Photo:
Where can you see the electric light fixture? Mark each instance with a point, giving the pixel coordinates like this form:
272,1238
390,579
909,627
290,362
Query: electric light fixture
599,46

--

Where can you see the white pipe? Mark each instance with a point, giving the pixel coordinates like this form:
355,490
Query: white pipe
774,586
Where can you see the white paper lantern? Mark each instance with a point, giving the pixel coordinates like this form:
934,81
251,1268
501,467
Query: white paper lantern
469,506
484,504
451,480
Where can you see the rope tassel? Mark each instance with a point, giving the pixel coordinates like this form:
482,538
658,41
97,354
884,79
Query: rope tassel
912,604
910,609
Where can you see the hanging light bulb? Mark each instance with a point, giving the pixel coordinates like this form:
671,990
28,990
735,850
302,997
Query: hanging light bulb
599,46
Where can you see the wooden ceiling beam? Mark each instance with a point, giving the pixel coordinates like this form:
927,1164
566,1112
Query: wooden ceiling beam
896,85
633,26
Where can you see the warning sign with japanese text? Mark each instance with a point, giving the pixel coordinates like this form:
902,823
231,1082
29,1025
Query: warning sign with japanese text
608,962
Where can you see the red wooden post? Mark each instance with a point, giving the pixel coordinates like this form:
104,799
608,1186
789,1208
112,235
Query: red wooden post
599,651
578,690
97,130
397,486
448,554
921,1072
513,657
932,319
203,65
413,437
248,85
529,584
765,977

◆ Written exercise
Extract each line from the data above that contains the string "rope". Matching is case-sensitive.

◆ Solution for this exercise
Where can you see the rope tassel? Mark each instance with a point, giving the pixel coordinates like this form:
Query: rope tassel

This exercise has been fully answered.